— START RECORDED DATA —

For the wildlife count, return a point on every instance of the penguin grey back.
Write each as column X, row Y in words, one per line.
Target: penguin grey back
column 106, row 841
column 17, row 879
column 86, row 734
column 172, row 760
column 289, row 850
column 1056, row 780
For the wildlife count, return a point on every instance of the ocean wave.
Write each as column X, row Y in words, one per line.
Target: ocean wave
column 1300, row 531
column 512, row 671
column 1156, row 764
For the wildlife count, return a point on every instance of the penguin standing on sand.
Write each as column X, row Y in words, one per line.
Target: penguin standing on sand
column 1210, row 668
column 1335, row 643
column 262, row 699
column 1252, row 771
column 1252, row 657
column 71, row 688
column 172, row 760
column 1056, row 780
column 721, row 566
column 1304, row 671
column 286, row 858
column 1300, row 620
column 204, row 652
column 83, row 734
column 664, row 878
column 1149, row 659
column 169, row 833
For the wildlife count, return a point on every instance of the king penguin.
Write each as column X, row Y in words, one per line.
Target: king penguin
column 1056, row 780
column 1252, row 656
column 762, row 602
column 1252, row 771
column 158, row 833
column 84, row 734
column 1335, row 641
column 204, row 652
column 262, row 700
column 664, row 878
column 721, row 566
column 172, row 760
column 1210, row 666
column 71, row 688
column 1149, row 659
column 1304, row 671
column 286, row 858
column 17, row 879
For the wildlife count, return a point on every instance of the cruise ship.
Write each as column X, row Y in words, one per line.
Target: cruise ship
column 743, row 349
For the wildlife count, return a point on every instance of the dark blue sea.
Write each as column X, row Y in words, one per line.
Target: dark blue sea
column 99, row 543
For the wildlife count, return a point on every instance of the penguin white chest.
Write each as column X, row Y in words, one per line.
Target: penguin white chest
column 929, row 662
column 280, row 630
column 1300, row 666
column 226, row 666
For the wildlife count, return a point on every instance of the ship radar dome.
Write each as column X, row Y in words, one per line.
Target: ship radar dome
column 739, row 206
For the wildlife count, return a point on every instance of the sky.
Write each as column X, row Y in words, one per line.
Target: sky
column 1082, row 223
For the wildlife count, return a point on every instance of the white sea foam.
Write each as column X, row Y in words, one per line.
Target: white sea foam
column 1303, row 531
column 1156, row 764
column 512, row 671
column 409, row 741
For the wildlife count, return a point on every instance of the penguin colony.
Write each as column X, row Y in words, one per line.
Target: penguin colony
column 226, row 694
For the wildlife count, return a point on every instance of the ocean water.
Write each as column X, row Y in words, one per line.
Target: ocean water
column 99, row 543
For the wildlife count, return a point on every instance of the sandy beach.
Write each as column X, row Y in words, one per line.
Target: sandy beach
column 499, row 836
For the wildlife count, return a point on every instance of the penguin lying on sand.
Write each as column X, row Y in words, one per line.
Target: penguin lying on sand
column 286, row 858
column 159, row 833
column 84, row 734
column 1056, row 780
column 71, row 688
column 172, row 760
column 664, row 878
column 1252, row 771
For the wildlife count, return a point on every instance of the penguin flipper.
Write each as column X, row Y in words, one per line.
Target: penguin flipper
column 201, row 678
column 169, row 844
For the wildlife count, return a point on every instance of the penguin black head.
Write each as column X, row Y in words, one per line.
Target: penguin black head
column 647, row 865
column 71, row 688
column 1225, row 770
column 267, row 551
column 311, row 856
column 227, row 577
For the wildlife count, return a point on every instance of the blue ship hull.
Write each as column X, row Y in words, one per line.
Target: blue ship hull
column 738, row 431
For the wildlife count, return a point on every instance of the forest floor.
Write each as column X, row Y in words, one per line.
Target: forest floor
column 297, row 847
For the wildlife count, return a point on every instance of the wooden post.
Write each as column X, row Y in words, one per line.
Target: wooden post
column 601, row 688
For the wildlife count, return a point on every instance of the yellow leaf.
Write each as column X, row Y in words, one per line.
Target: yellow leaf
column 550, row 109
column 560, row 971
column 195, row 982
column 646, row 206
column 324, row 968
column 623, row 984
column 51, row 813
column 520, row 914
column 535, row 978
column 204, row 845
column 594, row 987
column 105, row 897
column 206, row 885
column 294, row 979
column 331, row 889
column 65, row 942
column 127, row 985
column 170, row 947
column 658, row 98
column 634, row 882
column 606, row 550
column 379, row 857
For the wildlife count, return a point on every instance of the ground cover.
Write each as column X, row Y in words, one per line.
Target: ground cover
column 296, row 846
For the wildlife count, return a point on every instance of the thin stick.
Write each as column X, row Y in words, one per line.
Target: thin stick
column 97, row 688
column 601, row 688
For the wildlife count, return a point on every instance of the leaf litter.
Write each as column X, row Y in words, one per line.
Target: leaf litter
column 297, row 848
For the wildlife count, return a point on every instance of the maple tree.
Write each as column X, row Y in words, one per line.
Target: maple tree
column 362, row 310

— END RECORDED DATA —
— START RECORDED DATA —

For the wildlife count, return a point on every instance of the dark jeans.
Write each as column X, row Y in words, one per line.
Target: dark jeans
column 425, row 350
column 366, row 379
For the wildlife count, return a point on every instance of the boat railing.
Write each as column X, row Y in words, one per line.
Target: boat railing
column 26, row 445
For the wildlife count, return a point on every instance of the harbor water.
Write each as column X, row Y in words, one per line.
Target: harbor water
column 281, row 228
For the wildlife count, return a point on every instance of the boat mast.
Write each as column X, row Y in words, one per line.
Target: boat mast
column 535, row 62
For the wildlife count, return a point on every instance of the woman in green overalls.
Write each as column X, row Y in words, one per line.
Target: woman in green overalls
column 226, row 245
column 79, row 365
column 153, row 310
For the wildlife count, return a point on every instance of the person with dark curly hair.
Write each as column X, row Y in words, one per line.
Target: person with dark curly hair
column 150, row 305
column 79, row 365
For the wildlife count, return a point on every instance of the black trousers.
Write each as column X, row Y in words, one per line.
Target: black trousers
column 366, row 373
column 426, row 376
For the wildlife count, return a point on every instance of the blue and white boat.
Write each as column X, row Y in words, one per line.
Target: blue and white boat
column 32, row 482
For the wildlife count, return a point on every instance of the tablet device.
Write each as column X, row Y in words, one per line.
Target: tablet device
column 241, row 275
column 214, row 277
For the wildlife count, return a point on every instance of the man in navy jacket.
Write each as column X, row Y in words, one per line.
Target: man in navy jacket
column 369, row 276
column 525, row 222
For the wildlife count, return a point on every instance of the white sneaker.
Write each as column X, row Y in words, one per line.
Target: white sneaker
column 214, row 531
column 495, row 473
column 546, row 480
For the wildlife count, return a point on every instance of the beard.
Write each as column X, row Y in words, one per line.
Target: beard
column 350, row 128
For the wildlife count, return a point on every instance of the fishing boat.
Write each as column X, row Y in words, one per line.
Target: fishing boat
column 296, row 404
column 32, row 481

— END RECORDED DATA —

▶ _TASK TO COMPLETE_: Put the lines above, from the line with "the black trousers." up to and including the line with "column 32, row 481", into a JSON list of strings, one string per line, leaving out any blank lines.

▶ _THE COMPLETED TASK_:
[
  "For the wildlife count, return a point on every instance of the black trousers.",
  "Write each as column X, row Y in words, one per line.",
  "Target: black trousers",
  "column 366, row 373",
  "column 426, row 376",
  "For the wildlife count, return a point on every instance of the blue and white boat.",
  "Write each as column X, row Y in words, one per line.",
  "Target: blue and white boat",
  "column 32, row 482",
  "For the wildlife count, return a point on every instance of the tablet device.",
  "Write each as column X, row Y in words, one per line.",
  "Target: tablet device",
  "column 241, row 275",
  "column 214, row 277",
  "For the wildlife count, return a point on every instance of the man in navy jacket.",
  "Write each as column X, row Y in words, one per line.",
  "Target: man in navy jacket",
  "column 369, row 276",
  "column 525, row 222",
  "For the wildlife count, return a point on every instance of the white sneaker.",
  "Write each as column X, row Y in words, one per line.",
  "Target: white sneaker",
  "column 214, row 531",
  "column 495, row 473",
  "column 546, row 480",
  "For the wildlife count, return a point on every instance of the beard.",
  "Write each as column X, row Y in words, one per line.",
  "Target: beard",
  "column 350, row 128",
  "For the wildlife count, return a point on every instance of the fishing boat.",
  "Write each as column X, row Y in words, one per line.",
  "Target: fishing boat",
  "column 296, row 404",
  "column 32, row 481"
]